(Data shown begins)

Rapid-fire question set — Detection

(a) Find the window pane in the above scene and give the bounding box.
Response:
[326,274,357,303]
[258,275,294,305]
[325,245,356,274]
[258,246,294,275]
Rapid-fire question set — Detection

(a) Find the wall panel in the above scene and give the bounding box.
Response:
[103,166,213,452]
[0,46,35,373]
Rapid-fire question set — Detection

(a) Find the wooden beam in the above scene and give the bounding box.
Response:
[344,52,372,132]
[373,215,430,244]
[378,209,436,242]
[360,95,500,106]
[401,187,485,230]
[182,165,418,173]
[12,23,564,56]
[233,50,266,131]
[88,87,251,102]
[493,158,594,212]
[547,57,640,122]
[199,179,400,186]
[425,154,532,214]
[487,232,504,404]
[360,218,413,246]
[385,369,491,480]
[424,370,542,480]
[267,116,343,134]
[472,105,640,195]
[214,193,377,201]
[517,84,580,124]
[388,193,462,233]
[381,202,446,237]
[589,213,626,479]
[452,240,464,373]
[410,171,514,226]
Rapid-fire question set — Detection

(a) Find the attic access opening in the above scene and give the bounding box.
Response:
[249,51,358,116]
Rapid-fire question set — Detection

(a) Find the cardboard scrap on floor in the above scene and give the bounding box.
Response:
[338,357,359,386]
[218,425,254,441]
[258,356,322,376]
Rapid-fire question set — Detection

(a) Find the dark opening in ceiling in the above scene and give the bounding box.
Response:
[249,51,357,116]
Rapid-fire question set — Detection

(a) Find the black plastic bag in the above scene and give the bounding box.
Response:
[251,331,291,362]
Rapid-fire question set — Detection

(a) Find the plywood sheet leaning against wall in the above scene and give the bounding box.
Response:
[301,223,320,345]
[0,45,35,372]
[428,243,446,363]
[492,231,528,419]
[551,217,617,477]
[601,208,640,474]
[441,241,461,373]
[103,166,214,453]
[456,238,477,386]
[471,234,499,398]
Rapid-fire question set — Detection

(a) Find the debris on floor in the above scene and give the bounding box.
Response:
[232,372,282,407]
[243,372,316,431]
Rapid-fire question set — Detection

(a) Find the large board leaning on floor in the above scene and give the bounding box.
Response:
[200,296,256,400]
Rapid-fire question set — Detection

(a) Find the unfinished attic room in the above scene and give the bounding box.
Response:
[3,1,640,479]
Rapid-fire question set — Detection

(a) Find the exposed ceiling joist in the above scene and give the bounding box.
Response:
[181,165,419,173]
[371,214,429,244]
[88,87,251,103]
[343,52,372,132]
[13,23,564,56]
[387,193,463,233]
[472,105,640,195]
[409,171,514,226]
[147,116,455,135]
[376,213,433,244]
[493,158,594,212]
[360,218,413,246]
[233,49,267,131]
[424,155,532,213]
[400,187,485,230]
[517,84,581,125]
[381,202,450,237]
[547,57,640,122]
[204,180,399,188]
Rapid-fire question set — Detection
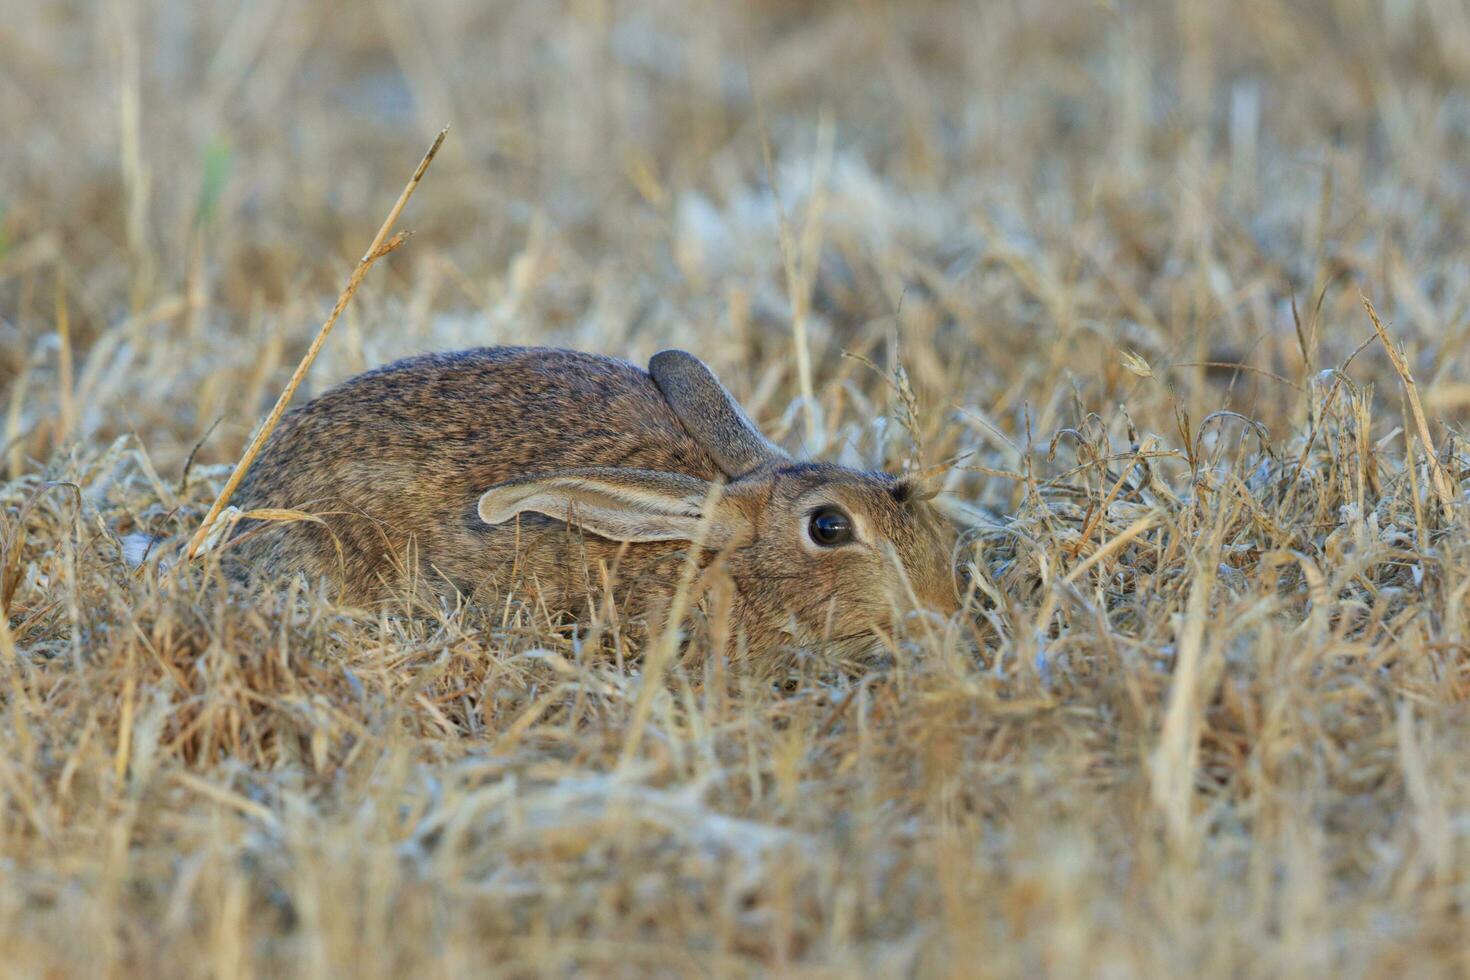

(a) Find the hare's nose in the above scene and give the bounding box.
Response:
[923,575,963,619]
[902,606,957,635]
[910,586,960,623]
[930,594,962,620]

(Data shown ends)

◆ Task item ◆
Give again, word for word, the records from their first line to the one with "(a) Find the wall", and leave out all else.

◆ Written response ◆
Rapid-fire question set — Detection

(a) Find the window pane in the above scene and give the bounding box.
Response:
[326,274,357,303]
[258,275,294,305]
[325,245,356,274]
[258,246,294,275]
Rapid-fire question set — Detection

(a) Find the wall panel in the above scene and give the bounding box.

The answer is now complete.